» **Exercise brief**: Start at the line with "For each instance of the palm" in the records below, stop at the line with "For each instance of the front", and return every line in that span exactly, the two end lines included.

» **Study material**:
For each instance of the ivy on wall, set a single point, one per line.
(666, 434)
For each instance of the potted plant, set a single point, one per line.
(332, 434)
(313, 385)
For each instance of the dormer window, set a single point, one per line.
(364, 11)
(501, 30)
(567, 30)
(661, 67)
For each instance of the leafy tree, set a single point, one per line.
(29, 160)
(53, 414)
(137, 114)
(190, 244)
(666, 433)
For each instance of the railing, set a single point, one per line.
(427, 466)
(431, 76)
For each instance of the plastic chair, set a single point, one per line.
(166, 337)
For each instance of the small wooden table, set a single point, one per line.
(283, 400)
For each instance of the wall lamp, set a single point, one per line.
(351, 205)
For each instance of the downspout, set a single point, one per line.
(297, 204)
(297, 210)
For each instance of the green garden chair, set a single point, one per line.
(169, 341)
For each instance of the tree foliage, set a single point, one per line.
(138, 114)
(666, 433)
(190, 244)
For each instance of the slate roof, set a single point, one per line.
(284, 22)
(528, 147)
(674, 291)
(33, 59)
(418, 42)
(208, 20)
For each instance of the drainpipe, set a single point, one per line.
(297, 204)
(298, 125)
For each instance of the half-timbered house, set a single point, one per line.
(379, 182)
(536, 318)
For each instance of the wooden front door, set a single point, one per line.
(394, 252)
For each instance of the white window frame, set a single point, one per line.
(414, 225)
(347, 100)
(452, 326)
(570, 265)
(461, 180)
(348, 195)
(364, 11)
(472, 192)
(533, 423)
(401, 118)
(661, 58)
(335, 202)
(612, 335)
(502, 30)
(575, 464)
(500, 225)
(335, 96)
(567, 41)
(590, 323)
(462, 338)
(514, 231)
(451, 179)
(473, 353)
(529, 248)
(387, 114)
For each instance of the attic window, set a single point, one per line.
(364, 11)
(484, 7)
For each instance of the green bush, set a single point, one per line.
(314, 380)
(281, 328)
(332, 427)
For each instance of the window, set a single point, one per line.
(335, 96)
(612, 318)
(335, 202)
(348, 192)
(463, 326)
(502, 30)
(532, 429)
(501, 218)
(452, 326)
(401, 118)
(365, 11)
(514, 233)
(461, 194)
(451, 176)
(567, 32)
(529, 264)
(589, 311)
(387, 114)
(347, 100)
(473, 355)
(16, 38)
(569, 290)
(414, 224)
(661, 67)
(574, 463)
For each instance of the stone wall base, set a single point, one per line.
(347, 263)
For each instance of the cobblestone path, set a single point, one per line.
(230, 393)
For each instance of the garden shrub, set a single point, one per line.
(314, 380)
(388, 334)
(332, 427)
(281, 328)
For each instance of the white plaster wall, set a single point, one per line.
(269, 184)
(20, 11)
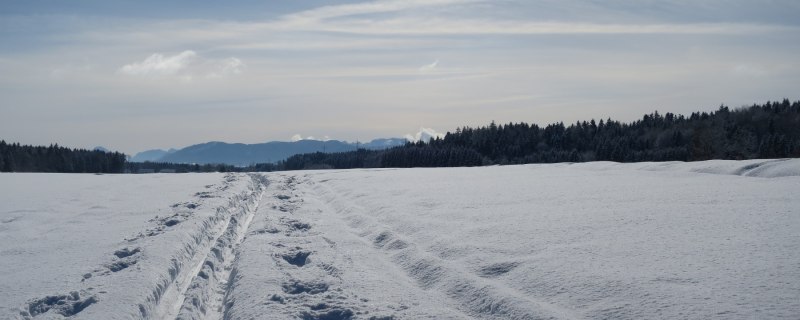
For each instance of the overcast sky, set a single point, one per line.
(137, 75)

---

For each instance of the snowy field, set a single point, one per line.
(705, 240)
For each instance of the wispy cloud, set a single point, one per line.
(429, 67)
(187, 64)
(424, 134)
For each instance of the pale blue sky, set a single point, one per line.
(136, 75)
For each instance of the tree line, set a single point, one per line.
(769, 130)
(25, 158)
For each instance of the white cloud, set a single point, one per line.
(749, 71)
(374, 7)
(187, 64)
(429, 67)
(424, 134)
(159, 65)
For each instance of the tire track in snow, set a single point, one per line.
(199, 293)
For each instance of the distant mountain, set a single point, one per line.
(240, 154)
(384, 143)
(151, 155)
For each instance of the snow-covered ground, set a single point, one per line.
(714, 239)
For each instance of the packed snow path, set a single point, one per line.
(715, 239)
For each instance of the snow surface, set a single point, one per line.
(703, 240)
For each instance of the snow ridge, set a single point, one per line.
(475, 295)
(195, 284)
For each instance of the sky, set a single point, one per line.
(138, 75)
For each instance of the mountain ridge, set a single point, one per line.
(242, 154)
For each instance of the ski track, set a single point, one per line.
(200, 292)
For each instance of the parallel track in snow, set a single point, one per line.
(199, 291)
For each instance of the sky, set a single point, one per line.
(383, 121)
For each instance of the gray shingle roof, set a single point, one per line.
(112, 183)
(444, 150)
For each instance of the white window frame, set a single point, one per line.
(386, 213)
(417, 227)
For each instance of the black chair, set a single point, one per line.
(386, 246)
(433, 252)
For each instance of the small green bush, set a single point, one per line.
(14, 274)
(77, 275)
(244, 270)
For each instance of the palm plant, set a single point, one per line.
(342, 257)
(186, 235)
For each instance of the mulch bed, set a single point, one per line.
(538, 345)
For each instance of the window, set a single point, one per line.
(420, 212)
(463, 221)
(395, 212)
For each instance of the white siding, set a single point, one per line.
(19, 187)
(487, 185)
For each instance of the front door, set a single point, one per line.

» **Solution to this exercise**:
For each instance of the palm plant, set a single point, one per line.
(342, 257)
(186, 235)
For each instance of the mulch bed, set a single point, one per line.
(538, 345)
For each instance of the window, set a single point, one per line.
(420, 212)
(463, 221)
(395, 212)
For each instance of the white siding, set a single point, one per line.
(19, 187)
(487, 185)
For each instance of the front door, set a single point, one per line.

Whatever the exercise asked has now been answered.